Text shown ▸

START

Michael Blum: Thanks. Good afternoon, everyone.
K. R. Sridhar: Hey, Michael.
Michael Blum: Want to ask another question on the SK partnership here. In terms of the hydrogen innovation centers, what are the milestones we should be looking for there? Are there certain product milestones, efficiencies, product sales, just trying to put some tangible outcomes around those two centers?
Greg Cameron: Yes. Hey, Michael, it’s Greg. And this was something that we negotiated with SK and talked about expanding this partnership, this was something both teams were really excited to make sure that was part of the overall agreement. So, if you think about the hydrogen innovation centers and it’s true for our electrolyzers, the same is true for our fuel cell. What we are really looking for is a place where we can collaborate together, where our core IP is protected, but at the same time, we can invite other folks in together and work on product integration. And what I mean by that, if you think about our electrolyzer and the work that we are doing within our labs and how we are optimizing our products within there, if you think about what exists from a balanced plan on the left and the right of that from the electricity through to what the use – customer use of the hydrogen is going to be having partners available that can come and see our product, whether it’s here or in South Korea and work to develop a end-to-end integrated product that can be delivered to the customer. So, the milestones are really going to be around how do you take the electrolyzer and build out that ecosystem around it that provides a use to the customer, whether they are looking for compressed hydrogen or they are looking for an ammonia application or it needs to go into a truck or it needs to be produced onsite and put right into a manufacturing process. All that innovation should be happening in those centers. So, we are really excited to have that as part of the deal.

END

Entries supplied ▸
START

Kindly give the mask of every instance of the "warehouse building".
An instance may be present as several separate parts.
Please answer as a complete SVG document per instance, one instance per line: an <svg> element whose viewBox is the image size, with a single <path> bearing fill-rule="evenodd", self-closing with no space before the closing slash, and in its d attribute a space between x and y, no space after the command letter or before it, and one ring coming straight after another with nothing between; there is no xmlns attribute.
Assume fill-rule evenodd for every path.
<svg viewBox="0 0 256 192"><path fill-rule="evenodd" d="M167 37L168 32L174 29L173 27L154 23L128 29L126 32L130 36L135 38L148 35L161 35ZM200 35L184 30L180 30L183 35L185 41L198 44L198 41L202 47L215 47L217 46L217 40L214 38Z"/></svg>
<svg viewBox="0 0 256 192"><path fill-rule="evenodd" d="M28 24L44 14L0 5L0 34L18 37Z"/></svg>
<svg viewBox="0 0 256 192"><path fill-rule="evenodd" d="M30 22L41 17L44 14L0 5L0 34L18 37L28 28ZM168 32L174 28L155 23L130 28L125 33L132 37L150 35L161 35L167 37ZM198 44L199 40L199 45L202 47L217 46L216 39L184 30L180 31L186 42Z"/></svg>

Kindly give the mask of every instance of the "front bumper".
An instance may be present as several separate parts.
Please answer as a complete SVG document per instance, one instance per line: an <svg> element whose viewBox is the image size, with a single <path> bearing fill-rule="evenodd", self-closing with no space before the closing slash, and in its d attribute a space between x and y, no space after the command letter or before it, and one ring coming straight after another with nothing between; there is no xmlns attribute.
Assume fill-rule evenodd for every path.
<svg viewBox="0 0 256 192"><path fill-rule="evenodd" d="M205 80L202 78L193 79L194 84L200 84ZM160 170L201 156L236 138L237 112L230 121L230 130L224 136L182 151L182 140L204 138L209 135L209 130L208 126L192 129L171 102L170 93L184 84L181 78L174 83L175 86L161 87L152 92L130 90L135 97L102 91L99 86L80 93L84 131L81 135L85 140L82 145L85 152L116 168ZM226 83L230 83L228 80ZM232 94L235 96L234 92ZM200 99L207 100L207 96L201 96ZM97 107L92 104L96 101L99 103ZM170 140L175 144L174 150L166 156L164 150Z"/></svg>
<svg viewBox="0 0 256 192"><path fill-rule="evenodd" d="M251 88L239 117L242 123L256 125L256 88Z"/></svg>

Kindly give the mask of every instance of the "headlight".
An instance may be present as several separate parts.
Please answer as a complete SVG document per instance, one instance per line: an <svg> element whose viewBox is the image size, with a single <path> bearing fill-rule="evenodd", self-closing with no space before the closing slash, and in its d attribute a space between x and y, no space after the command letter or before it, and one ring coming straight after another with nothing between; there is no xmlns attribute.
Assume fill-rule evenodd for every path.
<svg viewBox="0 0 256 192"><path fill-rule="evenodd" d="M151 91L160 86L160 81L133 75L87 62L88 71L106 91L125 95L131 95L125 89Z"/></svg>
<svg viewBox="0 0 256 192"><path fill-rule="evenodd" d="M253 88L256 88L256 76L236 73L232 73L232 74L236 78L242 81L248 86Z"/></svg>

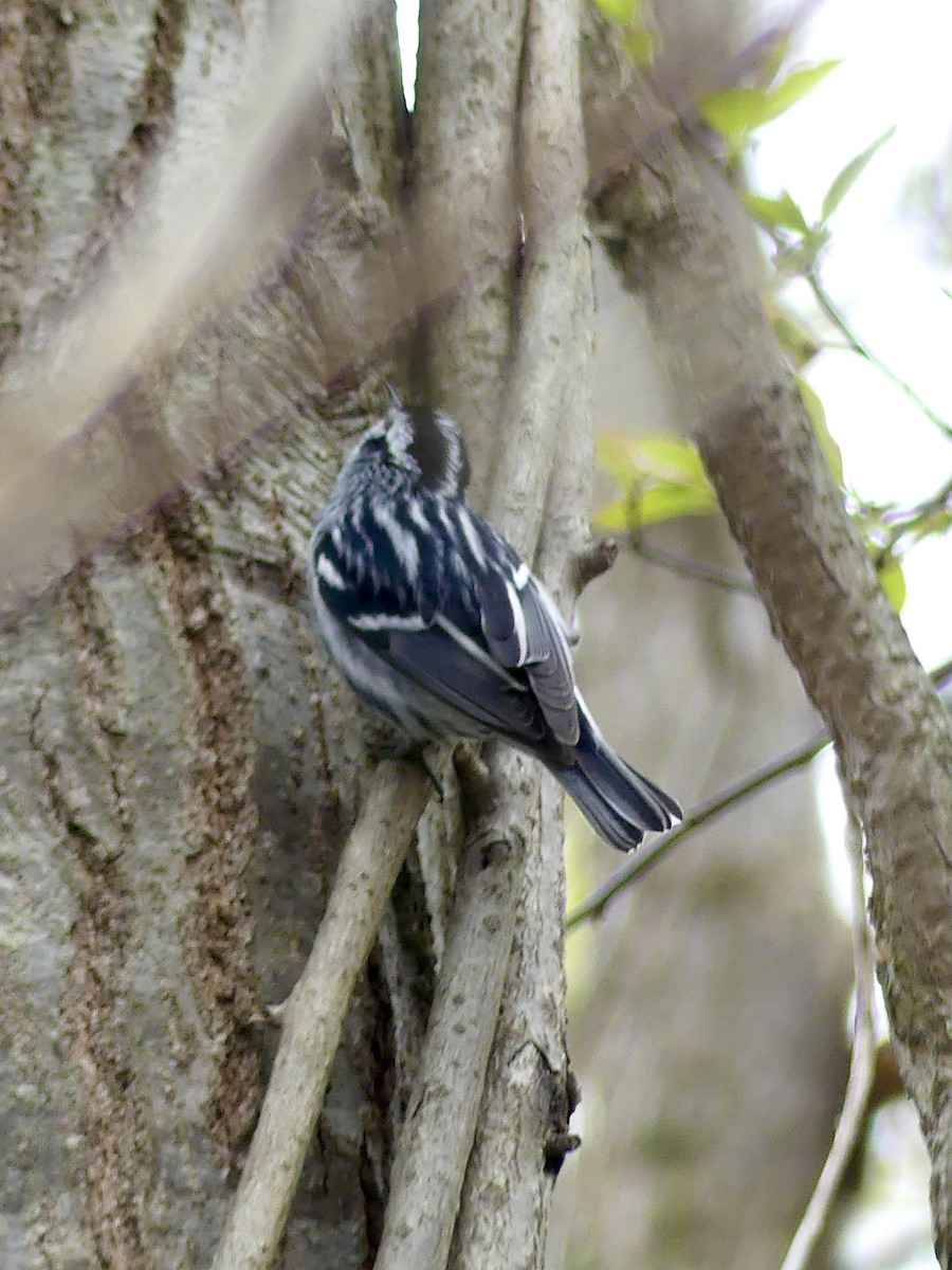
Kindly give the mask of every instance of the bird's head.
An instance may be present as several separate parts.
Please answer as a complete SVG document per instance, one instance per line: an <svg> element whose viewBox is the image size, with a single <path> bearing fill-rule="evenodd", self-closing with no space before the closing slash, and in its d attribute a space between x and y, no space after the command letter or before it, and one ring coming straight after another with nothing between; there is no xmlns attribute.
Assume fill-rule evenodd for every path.
<svg viewBox="0 0 952 1270"><path fill-rule="evenodd" d="M363 434L354 457L385 464L442 498L462 498L470 456L459 429L442 410L404 405L393 395L383 418Z"/></svg>

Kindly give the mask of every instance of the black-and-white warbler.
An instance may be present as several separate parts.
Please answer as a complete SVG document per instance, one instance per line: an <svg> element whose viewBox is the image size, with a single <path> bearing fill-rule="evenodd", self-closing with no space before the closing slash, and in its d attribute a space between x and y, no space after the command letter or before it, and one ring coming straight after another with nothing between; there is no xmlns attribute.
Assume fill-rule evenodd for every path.
<svg viewBox="0 0 952 1270"><path fill-rule="evenodd" d="M555 601L466 505L468 476L459 431L439 410L395 400L363 434L308 552L327 652L414 743L503 737L630 851L680 808L602 737Z"/></svg>

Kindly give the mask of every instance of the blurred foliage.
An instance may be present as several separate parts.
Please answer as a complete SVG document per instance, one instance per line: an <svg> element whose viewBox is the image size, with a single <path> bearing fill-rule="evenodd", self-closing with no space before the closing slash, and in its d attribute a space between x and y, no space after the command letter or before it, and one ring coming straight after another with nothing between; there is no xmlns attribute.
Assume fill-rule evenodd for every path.
<svg viewBox="0 0 952 1270"><path fill-rule="evenodd" d="M616 24L618 42L636 66L654 65L656 38L645 0L595 0L595 8Z"/></svg>
<svg viewBox="0 0 952 1270"><path fill-rule="evenodd" d="M625 25L642 19L638 0L597 0L599 8ZM864 358L896 385L922 413L952 441L952 424L939 418L880 357L854 334L826 292L820 267L830 241L830 220L861 179L877 152L894 135L894 128L876 137L854 155L833 178L824 194L820 215L810 220L792 194L764 194L745 188L743 164L751 135L770 119L802 100L838 65L816 62L783 72L787 37L776 42L757 74L754 84L730 86L707 94L698 110L727 146L727 173L737 197L773 246L773 273L767 311L777 339L790 362L830 471L839 484L844 503L872 558L880 583L897 611L905 602L906 587L902 555L915 542L952 528L952 478L933 495L914 507L895 503L863 502L844 480L839 446L826 425L826 413L815 389L805 377L811 361L826 347L842 348ZM805 282L812 292L830 334L817 334L784 302L782 292L793 279ZM717 502L703 465L691 441L673 436L628 437L609 433L599 441L598 462L618 486L619 494L594 517L603 532L627 532L637 549L640 532L651 525L682 516L706 516L717 511Z"/></svg>

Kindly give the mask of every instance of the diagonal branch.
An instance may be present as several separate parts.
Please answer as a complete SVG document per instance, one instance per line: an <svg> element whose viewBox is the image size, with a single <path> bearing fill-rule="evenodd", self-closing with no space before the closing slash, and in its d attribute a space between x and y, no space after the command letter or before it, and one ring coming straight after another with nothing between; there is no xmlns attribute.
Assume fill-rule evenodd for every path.
<svg viewBox="0 0 952 1270"><path fill-rule="evenodd" d="M863 884L863 843L859 826L850 818L847 850L849 852L849 876L853 931L853 973L856 978L856 1010L853 1022L853 1053L849 1060L849 1077L843 1097L836 1132L833 1135L830 1152L816 1181L814 1194L803 1212L797 1233L781 1270L809 1270L814 1250L830 1218L830 1210L839 1194L843 1175L859 1134L863 1129L866 1106L869 1101L873 1074L876 1072L876 950L872 931L866 916L866 886Z"/></svg>
<svg viewBox="0 0 952 1270"><path fill-rule="evenodd" d="M344 846L282 1035L212 1270L270 1270L314 1137L357 977L429 792L421 767L381 763Z"/></svg>
<svg viewBox="0 0 952 1270"><path fill-rule="evenodd" d="M644 85L635 89L645 91ZM776 634L830 730L873 878L880 978L933 1165L952 1265L952 735L849 521L704 173L677 133L644 163L664 190L631 268L711 481ZM605 188L608 221L644 211Z"/></svg>

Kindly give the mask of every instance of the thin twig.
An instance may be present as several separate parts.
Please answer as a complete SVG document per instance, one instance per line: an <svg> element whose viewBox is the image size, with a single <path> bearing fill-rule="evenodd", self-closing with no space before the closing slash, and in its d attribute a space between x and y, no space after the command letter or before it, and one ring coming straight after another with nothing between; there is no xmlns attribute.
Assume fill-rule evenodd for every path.
<svg viewBox="0 0 952 1270"><path fill-rule="evenodd" d="M937 688L941 688L947 679L952 678L952 660L943 662L942 665L937 665L935 669L930 672L929 678ZM677 829L671 829L670 833L665 833L660 838L655 839L655 842L646 851L641 851L633 857L631 864L625 865L614 872L608 881L603 883L602 886L594 890L584 903L572 909L566 921L566 930L571 931L574 927L580 926L589 918L600 917L611 900L614 899L619 892L625 890L637 878L641 878L642 874L646 874L650 869L652 869L663 856L668 855L671 847L687 838L694 832L694 829L699 829L701 826L707 824L708 820L713 820L725 812L730 812L739 803L743 803L759 790L773 784L773 781L781 780L783 776L788 776L791 772L805 767L820 753L821 749L829 745L829 733L825 729L823 732L817 732L809 740L797 745L796 749L791 749L781 758L774 759L772 763L767 763L765 767L759 767L757 771L741 777L732 785L727 785L712 798L704 799L703 803L699 803L693 812L684 817L684 820Z"/></svg>
<svg viewBox="0 0 952 1270"><path fill-rule="evenodd" d="M741 578L727 569L718 569L717 565L708 564L706 560L696 560L692 556L682 555L679 551L670 551L668 547L646 542L640 532L631 533L628 544L635 555L641 556L642 560L646 560L649 564L660 565L663 569L677 573L682 578L691 578L692 582L708 582L722 591L735 591L744 596L757 596L757 587L749 578Z"/></svg>
<svg viewBox="0 0 952 1270"><path fill-rule="evenodd" d="M875 370L880 372L880 375L885 376L885 378L887 378L890 384L894 384L900 390L900 392L905 394L905 396L913 403L913 405L925 415L929 423L934 424L934 427L937 427L946 438L952 441L952 424L949 424L946 419L943 419L942 415L937 414L935 410L932 409L932 406L927 405L927 403L923 401L923 399L919 396L919 394L915 391L911 384L906 384L906 381L901 376L896 375L896 372L891 367L889 367L886 362L883 362L876 353L873 353L873 351L869 348L868 344L864 344L863 340L859 339L857 333L853 330L847 319L836 307L833 296L830 296L829 291L824 287L816 271L810 269L805 274L805 278L807 286L814 293L814 298L816 300L817 305L823 310L826 319L830 323L833 323L833 325L836 328L840 335L843 335L849 347L849 351L856 353L858 357L862 357L863 361L868 362L869 366L872 366Z"/></svg>
<svg viewBox="0 0 952 1270"><path fill-rule="evenodd" d="M806 1270L814 1248L826 1227L830 1212L839 1194L843 1173L856 1149L863 1128L866 1106L869 1101L876 1069L876 1031L873 1017L875 949L869 922L866 916L866 890L863 886L862 831L850 815L847 831L853 900L853 966L856 975L856 1017L853 1024L853 1053L849 1060L849 1078L843 1097L833 1144L826 1156L814 1194L801 1218L797 1233L783 1259L781 1270Z"/></svg>
<svg viewBox="0 0 952 1270"><path fill-rule="evenodd" d="M381 763L373 777L307 965L282 1013L278 1055L212 1270L270 1270L274 1262L354 983L428 794L416 765Z"/></svg>
<svg viewBox="0 0 952 1270"><path fill-rule="evenodd" d="M772 763L767 763L765 767L759 767L755 772L749 776L743 777L734 785L729 785L726 789L715 794L713 798L704 799L699 803L693 812L684 817L683 822L677 829L671 829L669 833L661 834L655 842L646 850L638 852L633 857L631 864L625 865L617 872L614 872L608 881L589 895L589 898L579 904L566 919L566 930L572 930L575 926L580 926L584 921L593 917L600 917L609 902L614 897L630 886L636 878L641 878L650 869L666 856L668 852L678 842L685 838L694 829L699 829L702 824L707 824L708 820L715 820L718 815L725 812L732 810L739 803L757 794L759 790L764 789L767 785L772 785L774 781L779 780L782 776L788 776L791 772L798 771L801 767L806 767L816 756L829 745L830 738L826 732L815 733L809 740L805 740L796 749L791 749L790 753L783 754L782 758L774 759Z"/></svg>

END

Aim ▸
Transcribe the passage on the SK partnership word for word, starting at the words "Michael Blum: Thanks." and stopping after the words "those two centers?".

Worked solution ▸
Michael Blum: Thanks. Good afternoon, everyone.
K. R. Sridhar: Hey, Michael.
Michael Blum: Want to ask another question on the SK partnership here. In terms of the hydrogen innovation centers, what are the milestones we should be looking for there? Are there certain product milestones, efficiencies, product sales, just trying to put some tangible outcomes around those two centers?